- [Письменные задания]:
**a)** Ответьте на вопросы по тексту об испанской фаланге, помечая ответы так же:
(i) Кого избрали первым генеральным секретарем фаланги?
(ii) Какие рубашки фалангисты надевали во время парадов и демонстраций?
(iii) Когда Кальво Сотело создал монархический Национальный блок?
**b)** Согласуются ли утверждения (i)–(iii) с текстом об испанской фаланге? На каждое ответьте «да» или «нет» и приведите решающие слова текста в кавычках.
(i) Наиболее крупными были организации фаланги в Мадриде и Барселоне.
(ii) Фалангу возглавлял Национальный совет.
(iii) Примо де Ривера вступил в Национальный блок Кальво Сотело.
**c)** Продолжите текст об испанской фаланге, начав сразу после его последнего предложения.

- [Текст]:
▶

В других городах картина была несколько иной: в университетских центрах в состав фаланги входило немало студентов из буржуазных и мелкобуржуазных кругов. В. промышленных центрах, все еще не оправившихся от последствий экономического кризиса, фалангистами чаще становились люмпены и опустившиеся безработные. В фалангу входила и весьма значительная группа офицеров, в том числе подполковник Ягуэ. Наиболее крупными были организации Мадрида и Вальядолида. В Каталонии, Стране басков и на Балеарских островах фалангистские группы были крайне немногочисленными. Во время парадов, демонстраций и других публичных акций фалангисты надевали синие рубашки.
Первая «шеренга» надежно прикрывала вторую. И лишь только принимая во внимание последующий ход событий — установление диктатуры Франко, внезапное появление на политическом горизонте деятелей, связанных с крупным капиталом, можно предположить, что именно они входили в эту «тайную» фалангу. Возглавлял фалангу Национальный совет, который избирал свой исполнительный орган — политическую хунту. Во главе территориальных подразделений фаланги стояли «хефес локалес» и «хефес провинсиалес». Первым генеральным секретарем фаланги был избран Фернандес Куэста.
В литературе об испанском фашизме часто можно встретить утверждение, будто лидеры фаланги отвергали любые коалиции[813]. Этого требовала 27-я статья программы фаланги. На деле фаланга не была против союзов и союзников, но при непременном условии, что лидерство останется за нею.
X. А. Примо де Ривера действительно отверг предложение X. Кальво Сотело вступить в созданный им в декабре 1934 г. монархический Национальный блок, хотя многие положения манифеста этого объединения не противоречили постулатам фаланги[814]. Так, авторы манифеста объявляли парламентарно-конституционную систему «антииспанской по духу и букве», высказывались за корпоративный принцип организации экономической жизни, провозглашали своим идеалом «новое интегральное государство», основанное на принципах «единства, преемственности, иерархии, компетенции, корпоративизма и религиозности», способное покончить со стачками, локаутами и «антигосударственным тред-юнионизмом»[815]. В статьях и публичных выступлениях X. Кальво Сотело постоянно призывал к борьбе с «сепаратизмом и марксизмом. Или марксизм будет уничтожен, — демагогически возвещал он, — или марксизм уничтожит Испанию»[816] — иной альтернативы, по его мнению, не было.

◀

- [Исходные данные]:
▶

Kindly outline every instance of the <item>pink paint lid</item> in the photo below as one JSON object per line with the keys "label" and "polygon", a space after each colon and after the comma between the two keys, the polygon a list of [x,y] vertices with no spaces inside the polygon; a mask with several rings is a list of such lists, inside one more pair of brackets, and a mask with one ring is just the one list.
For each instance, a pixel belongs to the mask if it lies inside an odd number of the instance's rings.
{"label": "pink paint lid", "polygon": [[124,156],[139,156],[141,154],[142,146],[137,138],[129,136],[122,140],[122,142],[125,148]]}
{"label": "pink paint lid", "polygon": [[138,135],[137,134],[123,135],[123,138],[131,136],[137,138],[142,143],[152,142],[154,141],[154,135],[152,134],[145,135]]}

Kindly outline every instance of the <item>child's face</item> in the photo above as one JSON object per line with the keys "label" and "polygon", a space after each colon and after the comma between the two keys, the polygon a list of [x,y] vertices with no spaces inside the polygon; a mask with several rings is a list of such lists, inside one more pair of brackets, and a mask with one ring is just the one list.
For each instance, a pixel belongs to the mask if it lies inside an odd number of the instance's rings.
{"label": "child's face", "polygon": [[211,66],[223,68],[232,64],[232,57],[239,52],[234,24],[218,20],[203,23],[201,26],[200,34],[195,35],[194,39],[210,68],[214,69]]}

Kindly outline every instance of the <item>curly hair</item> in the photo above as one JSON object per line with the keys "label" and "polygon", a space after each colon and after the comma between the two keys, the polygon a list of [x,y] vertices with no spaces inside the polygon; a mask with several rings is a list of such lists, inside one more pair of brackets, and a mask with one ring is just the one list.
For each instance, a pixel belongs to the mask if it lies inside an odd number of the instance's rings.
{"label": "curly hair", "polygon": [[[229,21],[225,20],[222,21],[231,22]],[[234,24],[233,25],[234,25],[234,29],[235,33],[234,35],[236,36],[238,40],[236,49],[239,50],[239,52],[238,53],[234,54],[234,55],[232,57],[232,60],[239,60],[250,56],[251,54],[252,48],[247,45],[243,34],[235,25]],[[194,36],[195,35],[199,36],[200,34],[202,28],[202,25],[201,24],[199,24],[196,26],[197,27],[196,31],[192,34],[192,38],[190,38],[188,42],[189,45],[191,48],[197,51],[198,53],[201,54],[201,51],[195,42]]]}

◀

- [Ответы по заданиям]:
**a)**
(i) Фернандеса Куэсту.
(ii) Синие.
(iii) В декабре 1934 г.

**b)**
(i) Нет: «Наиболее крупными были организации Мадрида и Вальядолида».
(ii) Да: «Возглавлял фалангу Национальный совет, который избирал свой исполнительный орган — политическую хунту».
(iii) Нет: «отверг предложение X. Кальво Сотело вступить в созданный им в декабре 1934 г. монархический Национальный блок».

**c)**
Объединяло Национальный блок и фалангу то место, которое их идеологи отводили «традиционным испанским ценностям». Сходными были и пути к достижению цели: Кальво Сотело неоднократно высказывался против того, чтобы будущее Испании решалось «по прихоти» избирателей. Лидеры Национального блока были первыми, кто установил связь с созданным в 1934 г. подпольным Испанским военным союзом. Основанный капитаном Б. Эрнандесом, Испанский военный союз со временем стал «подлинно политической организацией командных кадров армии, политической партией генералов»[817]. X. А. Примо де Ривера охотно принимал денежные субсидии от Национального блока, но упорно отвергал предложения о более тесном союзе. В этой связи исследователи обычно обращают внимание на сопротивление тех лидеров фаланги, для которых была неприемлема сугубо монархическая и католическая ориентация Национального блока[818]. Но в еще большей степени отталкивало фалангу от союза с Кальво Сотело опасение утраты лидерства и возможность поглощения. Однако Примо де Ривера видел, что сфера влияния фаланги весьма ограничена, практически она находилась в политическом вакууме. Приходилось вносить некоторые коррективы в «теоретические построения».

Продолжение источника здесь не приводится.